#### Task details
The answer is the line with "Where can the brown and" and every line after it to the end of the listing, retyped exactly. Pictures do not belong in it.

#### Dataset records about object locations
— begin —
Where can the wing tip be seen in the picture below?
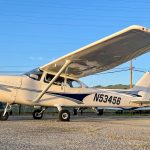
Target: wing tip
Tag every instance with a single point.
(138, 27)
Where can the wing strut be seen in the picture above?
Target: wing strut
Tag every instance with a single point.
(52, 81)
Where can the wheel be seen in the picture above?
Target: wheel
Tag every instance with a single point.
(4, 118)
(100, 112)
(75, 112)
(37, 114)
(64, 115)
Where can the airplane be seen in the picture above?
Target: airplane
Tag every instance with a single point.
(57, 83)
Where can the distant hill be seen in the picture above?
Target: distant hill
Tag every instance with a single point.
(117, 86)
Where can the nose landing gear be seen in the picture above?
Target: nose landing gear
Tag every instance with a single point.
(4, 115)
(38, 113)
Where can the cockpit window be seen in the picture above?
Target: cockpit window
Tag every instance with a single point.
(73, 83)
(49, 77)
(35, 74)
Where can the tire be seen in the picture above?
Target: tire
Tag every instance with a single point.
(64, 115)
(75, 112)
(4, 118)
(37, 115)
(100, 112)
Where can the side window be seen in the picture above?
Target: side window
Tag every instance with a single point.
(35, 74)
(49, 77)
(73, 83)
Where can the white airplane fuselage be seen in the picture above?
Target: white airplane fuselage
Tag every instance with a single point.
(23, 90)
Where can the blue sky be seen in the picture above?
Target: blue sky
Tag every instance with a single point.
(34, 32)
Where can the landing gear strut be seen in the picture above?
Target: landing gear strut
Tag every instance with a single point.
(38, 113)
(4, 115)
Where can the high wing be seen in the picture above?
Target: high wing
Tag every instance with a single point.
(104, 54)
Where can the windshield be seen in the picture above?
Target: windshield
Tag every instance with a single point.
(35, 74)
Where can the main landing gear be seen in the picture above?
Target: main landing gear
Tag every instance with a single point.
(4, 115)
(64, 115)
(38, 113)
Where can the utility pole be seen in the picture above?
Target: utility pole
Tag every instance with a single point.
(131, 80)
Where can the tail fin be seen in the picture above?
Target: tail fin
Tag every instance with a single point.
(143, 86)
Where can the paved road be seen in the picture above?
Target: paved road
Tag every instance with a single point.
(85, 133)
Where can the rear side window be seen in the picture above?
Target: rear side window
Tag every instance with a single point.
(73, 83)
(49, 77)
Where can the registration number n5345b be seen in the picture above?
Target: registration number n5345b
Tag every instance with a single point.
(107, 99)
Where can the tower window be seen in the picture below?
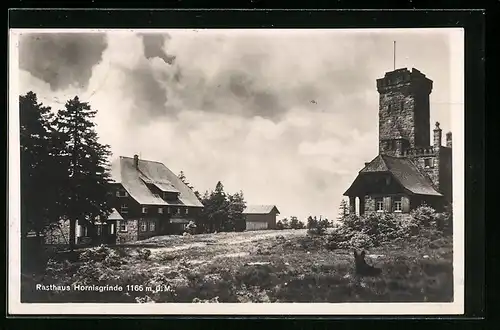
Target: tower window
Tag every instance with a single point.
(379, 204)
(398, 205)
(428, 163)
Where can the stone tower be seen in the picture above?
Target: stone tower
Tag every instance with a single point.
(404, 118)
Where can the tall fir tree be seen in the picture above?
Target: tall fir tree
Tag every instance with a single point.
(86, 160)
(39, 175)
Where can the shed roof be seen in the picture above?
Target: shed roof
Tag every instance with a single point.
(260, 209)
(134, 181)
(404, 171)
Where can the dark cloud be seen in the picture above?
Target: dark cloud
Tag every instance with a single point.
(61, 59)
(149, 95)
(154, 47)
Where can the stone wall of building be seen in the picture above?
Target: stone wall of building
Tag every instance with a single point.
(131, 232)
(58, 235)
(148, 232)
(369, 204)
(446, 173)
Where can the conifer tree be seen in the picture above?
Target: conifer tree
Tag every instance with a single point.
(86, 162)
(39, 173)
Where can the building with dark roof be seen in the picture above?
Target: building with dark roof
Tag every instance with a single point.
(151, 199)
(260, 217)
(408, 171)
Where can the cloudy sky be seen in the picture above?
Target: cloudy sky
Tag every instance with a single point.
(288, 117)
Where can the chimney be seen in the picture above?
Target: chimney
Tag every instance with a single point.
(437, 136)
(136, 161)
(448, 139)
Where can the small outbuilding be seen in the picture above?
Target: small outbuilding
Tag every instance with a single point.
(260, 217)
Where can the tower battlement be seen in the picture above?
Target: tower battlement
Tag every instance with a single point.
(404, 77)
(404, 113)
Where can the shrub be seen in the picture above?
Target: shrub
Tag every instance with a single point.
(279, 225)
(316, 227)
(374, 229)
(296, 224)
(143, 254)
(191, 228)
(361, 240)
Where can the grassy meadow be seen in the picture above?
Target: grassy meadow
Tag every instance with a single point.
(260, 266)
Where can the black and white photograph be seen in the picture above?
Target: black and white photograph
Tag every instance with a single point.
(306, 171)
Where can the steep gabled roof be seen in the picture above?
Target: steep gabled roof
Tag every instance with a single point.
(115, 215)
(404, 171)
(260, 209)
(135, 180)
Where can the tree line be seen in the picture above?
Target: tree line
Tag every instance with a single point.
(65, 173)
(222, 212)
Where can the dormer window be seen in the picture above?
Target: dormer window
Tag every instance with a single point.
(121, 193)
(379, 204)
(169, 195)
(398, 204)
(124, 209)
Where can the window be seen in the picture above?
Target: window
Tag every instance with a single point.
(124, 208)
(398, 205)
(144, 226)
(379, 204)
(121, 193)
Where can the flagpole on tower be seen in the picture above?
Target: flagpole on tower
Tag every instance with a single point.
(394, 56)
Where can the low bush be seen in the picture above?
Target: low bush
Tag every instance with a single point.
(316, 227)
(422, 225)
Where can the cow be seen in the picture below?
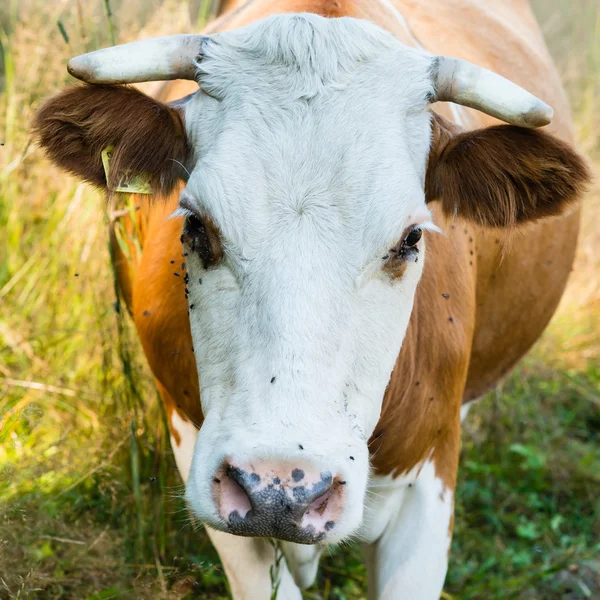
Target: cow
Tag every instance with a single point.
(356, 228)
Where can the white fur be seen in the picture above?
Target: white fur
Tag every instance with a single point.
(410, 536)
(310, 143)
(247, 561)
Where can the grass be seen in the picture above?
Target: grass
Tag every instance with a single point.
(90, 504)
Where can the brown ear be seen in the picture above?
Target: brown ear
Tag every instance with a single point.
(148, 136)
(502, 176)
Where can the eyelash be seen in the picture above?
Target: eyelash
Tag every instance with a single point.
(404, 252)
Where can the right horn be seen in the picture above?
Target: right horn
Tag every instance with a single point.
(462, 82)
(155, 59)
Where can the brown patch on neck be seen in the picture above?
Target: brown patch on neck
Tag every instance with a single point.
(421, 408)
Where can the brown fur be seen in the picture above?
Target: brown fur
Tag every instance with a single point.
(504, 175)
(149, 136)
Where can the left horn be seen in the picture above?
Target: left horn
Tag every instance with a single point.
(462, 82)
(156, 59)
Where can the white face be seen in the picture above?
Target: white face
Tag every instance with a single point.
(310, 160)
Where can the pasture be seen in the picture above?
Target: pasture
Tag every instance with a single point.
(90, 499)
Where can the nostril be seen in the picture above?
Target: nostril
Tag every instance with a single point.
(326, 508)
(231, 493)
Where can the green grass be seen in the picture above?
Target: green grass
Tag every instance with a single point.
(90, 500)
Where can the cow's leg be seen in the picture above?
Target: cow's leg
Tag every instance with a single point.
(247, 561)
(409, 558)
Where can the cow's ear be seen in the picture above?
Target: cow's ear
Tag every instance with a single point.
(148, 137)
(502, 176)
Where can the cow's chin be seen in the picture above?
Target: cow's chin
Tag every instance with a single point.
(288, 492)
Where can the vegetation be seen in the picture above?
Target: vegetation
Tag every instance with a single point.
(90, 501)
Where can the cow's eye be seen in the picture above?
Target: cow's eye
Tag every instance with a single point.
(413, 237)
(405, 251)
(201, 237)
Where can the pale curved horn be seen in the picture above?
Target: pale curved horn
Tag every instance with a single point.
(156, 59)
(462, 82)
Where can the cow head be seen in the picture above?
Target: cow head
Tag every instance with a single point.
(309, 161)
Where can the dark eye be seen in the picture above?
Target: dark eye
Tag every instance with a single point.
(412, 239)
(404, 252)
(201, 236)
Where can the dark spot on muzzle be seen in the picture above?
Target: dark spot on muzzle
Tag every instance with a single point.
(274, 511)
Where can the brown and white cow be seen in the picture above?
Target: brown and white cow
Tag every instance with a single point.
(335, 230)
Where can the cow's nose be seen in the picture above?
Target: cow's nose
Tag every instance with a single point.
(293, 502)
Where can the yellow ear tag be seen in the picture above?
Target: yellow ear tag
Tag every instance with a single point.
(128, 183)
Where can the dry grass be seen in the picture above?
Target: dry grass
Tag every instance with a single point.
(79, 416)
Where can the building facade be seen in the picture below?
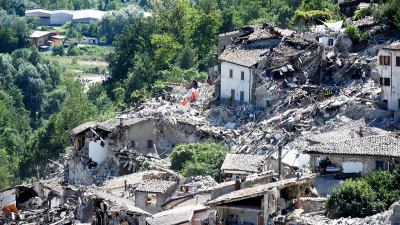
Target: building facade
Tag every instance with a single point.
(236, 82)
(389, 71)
— end —
#### Reply to the exercise
Where can the brown and white cow be seen in the picture above?
Target: brown and white cow
Tag every instance with a single point.
(335, 230)
Where can the cow's nose be seen in the picture above?
Target: cow's nose
Tag every instance with a single point.
(293, 502)
Where can the yellow ear tag be seen in the picture above?
Target: yellow ear tag
Tag every instance with a single point.
(128, 183)
Where can the dry grass be seen in the picture above?
Target: dry grass
Tag every instance with a single point.
(79, 416)
Where can the building facade be seen in the picture below?
Target: building facade
Tag every instance with a single point.
(236, 82)
(389, 71)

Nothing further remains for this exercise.